▶ **Given instruction**
Turn the rows from the start through the line containing "403 120 L 411", inclusive, into a JSON list of strings with one string per line. Skip blank lines and leave out the pictures.

(Outline annotation rows)

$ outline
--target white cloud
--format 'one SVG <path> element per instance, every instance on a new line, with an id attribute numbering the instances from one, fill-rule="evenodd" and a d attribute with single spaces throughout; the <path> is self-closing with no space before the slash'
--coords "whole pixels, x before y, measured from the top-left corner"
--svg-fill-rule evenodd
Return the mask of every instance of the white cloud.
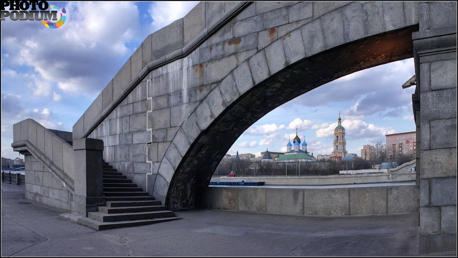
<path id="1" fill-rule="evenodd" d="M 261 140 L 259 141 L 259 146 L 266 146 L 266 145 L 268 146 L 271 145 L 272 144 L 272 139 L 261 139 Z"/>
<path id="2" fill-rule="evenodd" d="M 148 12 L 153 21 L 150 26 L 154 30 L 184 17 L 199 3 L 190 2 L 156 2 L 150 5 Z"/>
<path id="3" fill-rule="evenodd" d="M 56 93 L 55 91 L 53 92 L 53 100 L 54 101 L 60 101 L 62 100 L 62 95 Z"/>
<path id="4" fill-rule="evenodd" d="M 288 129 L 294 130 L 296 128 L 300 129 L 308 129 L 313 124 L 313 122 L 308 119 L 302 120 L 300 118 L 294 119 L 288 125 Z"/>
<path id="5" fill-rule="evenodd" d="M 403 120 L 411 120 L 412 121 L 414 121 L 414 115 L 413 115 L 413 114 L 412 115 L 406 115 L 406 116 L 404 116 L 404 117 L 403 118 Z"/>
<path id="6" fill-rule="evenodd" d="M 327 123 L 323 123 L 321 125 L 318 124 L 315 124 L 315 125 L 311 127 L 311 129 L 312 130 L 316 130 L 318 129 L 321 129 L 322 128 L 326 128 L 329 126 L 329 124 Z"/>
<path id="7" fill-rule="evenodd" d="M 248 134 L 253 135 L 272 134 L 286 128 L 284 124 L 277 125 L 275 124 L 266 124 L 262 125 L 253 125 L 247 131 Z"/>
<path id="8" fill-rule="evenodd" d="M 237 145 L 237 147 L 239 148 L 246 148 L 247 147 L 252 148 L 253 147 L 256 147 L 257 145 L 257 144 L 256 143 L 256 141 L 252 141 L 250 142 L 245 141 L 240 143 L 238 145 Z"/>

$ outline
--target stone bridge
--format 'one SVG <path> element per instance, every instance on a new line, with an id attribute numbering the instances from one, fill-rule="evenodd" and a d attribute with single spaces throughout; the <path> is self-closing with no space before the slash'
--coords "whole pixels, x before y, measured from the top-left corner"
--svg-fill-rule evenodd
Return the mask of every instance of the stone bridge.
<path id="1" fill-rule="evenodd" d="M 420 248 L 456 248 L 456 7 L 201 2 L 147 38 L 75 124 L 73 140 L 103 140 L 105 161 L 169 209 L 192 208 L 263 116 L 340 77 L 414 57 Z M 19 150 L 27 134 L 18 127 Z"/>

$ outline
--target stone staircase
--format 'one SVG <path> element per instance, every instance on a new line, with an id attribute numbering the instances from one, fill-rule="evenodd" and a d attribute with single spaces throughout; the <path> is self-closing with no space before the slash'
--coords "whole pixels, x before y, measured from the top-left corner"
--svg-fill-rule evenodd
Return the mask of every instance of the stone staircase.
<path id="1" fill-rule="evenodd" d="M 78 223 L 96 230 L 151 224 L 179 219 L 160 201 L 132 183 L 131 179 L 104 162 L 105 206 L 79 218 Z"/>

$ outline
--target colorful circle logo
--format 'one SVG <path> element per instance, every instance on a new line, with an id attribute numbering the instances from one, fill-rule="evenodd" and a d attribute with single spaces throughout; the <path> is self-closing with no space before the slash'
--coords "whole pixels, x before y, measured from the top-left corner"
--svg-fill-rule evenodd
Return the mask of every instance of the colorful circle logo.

▶ **Solution**
[
  "$ outline",
  "--target white cloud",
  "--format 'one SVG <path> element per instance, every instance on a new line, with an id attribute numbering the instances from one, fill-rule=\"evenodd\" and a d attribute with single spaces throughout; the <path> is self-closing with no space before the slash'",
  "--coords \"whole pixels, x before y, measured from the top-left corner\"",
  "--svg-fill-rule evenodd",
  "Return the mask of every instance of the white cloud.",
  "<path id=\"1\" fill-rule=\"evenodd\" d=\"M 261 140 L 259 141 L 259 146 L 266 146 L 266 145 L 268 146 L 271 145 L 272 144 L 272 139 L 261 139 Z\"/>",
  "<path id=\"2\" fill-rule=\"evenodd\" d=\"M 148 12 L 153 21 L 150 26 L 154 30 L 184 17 L 199 3 L 190 2 L 156 2 L 150 5 Z\"/>",
  "<path id=\"3\" fill-rule=\"evenodd\" d=\"M 56 93 L 55 91 L 53 92 L 53 100 L 54 101 L 60 101 L 62 100 L 62 95 Z\"/>",
  "<path id=\"4\" fill-rule=\"evenodd\" d=\"M 288 129 L 294 130 L 296 128 L 300 129 L 308 129 L 313 124 L 313 122 L 308 119 L 302 120 L 300 118 L 294 119 L 288 125 Z\"/>",
  "<path id=\"5\" fill-rule=\"evenodd\" d=\"M 403 120 L 411 120 L 412 121 L 414 121 L 414 115 L 413 115 L 413 114 L 412 115 L 406 115 L 406 116 L 404 116 L 404 117 L 403 118 Z\"/>"
]